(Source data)

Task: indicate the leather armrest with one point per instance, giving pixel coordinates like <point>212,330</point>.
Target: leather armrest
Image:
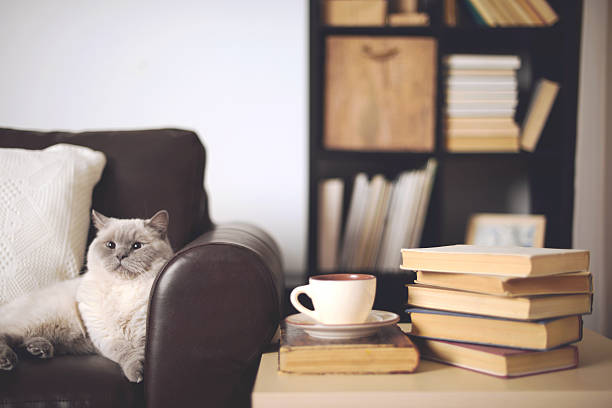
<point>213,308</point>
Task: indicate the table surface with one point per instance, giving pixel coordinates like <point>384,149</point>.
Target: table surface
<point>439,385</point>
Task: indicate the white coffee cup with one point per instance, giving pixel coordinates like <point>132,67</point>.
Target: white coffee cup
<point>338,298</point>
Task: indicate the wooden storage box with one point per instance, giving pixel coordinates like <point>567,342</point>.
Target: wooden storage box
<point>354,12</point>
<point>380,93</point>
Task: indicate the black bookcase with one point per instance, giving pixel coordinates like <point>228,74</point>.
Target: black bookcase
<point>465,183</point>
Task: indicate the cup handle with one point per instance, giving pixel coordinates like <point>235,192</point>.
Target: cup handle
<point>296,303</point>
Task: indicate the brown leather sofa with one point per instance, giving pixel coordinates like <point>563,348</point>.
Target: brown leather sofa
<point>213,308</point>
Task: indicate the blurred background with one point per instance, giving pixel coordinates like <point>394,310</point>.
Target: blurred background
<point>237,74</point>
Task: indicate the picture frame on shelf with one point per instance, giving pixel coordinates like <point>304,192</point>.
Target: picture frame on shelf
<point>491,229</point>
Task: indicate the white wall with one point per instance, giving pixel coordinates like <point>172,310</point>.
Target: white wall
<point>233,71</point>
<point>591,213</point>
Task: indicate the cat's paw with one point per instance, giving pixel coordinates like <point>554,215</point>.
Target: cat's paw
<point>39,347</point>
<point>133,370</point>
<point>8,358</point>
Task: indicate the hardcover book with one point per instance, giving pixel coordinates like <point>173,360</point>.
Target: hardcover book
<point>520,308</point>
<point>458,327</point>
<point>504,261</point>
<point>388,351</point>
<point>498,361</point>
<point>579,282</point>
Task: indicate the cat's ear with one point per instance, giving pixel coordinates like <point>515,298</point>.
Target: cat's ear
<point>159,222</point>
<point>99,220</point>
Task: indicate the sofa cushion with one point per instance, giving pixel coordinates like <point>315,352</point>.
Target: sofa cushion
<point>68,381</point>
<point>45,197</point>
<point>146,171</point>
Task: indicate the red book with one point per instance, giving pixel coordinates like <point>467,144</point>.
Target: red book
<point>498,361</point>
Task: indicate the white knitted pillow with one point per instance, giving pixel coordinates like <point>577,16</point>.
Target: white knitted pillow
<point>45,201</point>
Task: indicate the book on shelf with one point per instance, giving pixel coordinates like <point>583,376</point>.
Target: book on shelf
<point>480,144</point>
<point>479,105</point>
<point>510,131</point>
<point>544,11</point>
<point>354,12</point>
<point>384,215</point>
<point>578,282</point>
<point>388,351</point>
<point>481,88</point>
<point>537,114</point>
<point>450,13</point>
<point>498,361</point>
<point>475,329</point>
<point>481,61</point>
<point>534,18</point>
<point>504,261</point>
<point>519,308</point>
<point>512,13</point>
<point>330,217</point>
<point>481,124</point>
<point>463,96</point>
<point>355,216</point>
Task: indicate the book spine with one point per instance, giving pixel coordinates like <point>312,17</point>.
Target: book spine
<point>479,16</point>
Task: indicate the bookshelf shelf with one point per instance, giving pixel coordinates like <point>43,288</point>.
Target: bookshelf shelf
<point>382,30</point>
<point>541,182</point>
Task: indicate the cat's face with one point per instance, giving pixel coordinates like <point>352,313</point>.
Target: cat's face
<point>128,248</point>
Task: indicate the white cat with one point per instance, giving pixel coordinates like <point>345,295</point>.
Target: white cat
<point>104,310</point>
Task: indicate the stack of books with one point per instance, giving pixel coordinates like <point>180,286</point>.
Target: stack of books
<point>502,311</point>
<point>387,351</point>
<point>509,13</point>
<point>481,99</point>
<point>382,216</point>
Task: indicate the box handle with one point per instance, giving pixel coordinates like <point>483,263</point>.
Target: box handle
<point>380,56</point>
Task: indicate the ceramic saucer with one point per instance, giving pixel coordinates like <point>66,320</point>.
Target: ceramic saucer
<point>375,321</point>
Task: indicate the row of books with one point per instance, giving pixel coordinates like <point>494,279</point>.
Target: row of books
<point>481,101</point>
<point>508,13</point>
<point>502,311</point>
<point>382,216</point>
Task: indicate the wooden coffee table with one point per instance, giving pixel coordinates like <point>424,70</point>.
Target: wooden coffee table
<point>439,385</point>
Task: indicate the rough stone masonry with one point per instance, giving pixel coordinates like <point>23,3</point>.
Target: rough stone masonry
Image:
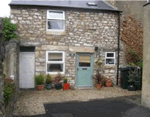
<point>84,30</point>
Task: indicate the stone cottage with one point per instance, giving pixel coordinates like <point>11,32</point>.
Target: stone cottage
<point>66,37</point>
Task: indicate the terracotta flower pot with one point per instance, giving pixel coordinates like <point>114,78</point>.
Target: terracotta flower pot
<point>99,86</point>
<point>108,84</point>
<point>39,87</point>
<point>66,86</point>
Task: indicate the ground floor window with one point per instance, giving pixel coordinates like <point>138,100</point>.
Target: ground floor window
<point>110,58</point>
<point>55,62</point>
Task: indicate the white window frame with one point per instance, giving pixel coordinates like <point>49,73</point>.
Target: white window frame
<point>110,58</point>
<point>55,62</point>
<point>48,18</point>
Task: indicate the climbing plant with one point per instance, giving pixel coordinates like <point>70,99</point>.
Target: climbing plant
<point>9,30</point>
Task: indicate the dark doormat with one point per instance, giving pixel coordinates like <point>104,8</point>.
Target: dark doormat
<point>62,115</point>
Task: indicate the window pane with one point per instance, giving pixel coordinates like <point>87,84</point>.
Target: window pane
<point>109,61</point>
<point>54,56</point>
<point>54,67</point>
<point>56,24</point>
<point>110,54</point>
<point>84,60</point>
<point>55,14</point>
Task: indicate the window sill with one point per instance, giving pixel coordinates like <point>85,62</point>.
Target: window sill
<point>50,32</point>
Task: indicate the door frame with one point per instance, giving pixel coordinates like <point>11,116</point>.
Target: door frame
<point>76,65</point>
<point>26,49</point>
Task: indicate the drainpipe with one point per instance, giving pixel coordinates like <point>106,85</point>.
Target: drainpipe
<point>118,45</point>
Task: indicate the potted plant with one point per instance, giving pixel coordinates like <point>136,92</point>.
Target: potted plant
<point>57,83</point>
<point>48,82</point>
<point>99,80</point>
<point>108,83</point>
<point>39,81</point>
<point>66,84</point>
<point>134,79</point>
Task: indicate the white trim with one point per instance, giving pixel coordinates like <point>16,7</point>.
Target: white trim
<point>61,19</point>
<point>110,58</point>
<point>56,18</point>
<point>56,62</point>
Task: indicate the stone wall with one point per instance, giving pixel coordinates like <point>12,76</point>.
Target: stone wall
<point>132,26</point>
<point>146,59</point>
<point>1,71</point>
<point>84,31</point>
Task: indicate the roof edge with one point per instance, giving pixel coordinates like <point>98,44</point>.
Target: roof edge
<point>146,4</point>
<point>115,10</point>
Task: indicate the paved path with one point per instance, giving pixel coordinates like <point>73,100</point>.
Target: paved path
<point>111,107</point>
<point>31,102</point>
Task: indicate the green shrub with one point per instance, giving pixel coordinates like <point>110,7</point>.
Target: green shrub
<point>39,79</point>
<point>48,79</point>
<point>8,30</point>
<point>9,89</point>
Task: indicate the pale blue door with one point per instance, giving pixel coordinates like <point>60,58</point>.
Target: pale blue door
<point>84,70</point>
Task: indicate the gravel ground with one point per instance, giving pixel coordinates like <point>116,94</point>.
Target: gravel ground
<point>31,102</point>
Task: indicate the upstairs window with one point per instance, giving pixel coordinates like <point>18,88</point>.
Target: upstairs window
<point>55,20</point>
<point>110,58</point>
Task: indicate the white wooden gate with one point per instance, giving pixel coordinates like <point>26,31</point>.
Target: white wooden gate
<point>26,70</point>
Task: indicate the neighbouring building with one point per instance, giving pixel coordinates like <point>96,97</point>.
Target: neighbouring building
<point>63,36</point>
<point>146,56</point>
<point>131,26</point>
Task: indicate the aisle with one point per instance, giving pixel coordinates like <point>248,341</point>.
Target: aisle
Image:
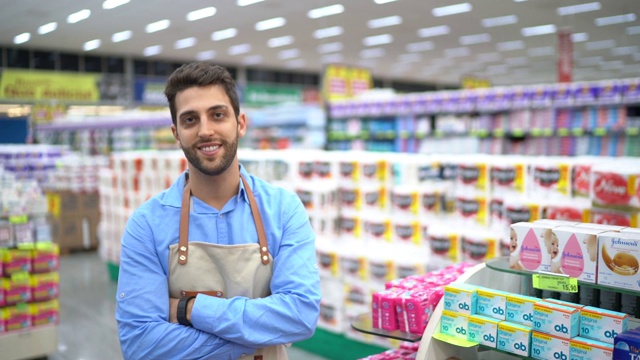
<point>87,304</point>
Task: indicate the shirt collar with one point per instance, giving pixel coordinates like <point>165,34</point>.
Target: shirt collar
<point>173,195</point>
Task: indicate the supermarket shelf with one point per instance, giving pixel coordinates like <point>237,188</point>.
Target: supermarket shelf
<point>30,343</point>
<point>363,324</point>
<point>115,123</point>
<point>502,264</point>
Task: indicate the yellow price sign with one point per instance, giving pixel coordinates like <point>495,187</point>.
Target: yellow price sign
<point>555,283</point>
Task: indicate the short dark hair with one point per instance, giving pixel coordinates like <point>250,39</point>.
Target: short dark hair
<point>200,74</point>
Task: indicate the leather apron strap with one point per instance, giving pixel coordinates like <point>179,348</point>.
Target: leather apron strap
<point>183,242</point>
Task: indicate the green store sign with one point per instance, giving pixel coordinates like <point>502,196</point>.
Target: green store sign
<point>260,95</point>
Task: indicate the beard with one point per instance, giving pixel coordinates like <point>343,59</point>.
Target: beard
<point>216,167</point>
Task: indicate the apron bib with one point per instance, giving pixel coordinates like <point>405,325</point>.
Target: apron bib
<point>223,270</point>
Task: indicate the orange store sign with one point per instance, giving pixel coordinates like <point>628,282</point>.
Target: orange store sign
<point>47,85</point>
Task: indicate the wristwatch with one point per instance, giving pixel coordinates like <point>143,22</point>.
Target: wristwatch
<point>181,313</point>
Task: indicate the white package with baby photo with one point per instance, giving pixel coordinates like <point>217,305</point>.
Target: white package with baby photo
<point>574,251</point>
<point>529,249</point>
<point>618,260</point>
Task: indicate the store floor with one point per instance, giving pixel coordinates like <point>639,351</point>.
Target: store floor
<point>87,328</point>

* [Your task] Add 43 to every coordinate in the answer points, and reproduce the lines of the listing from the line with "Task: indicate the yellow" up to and including the line with "<point>555,283</point>". Leave the sample coordinates in the request line unchanged.

* [Worked answer]
Task: indicate the yellow price sign with one point per instance, giving pixel coordinates like <point>495,187</point>.
Target: yellow price sign
<point>598,326</point>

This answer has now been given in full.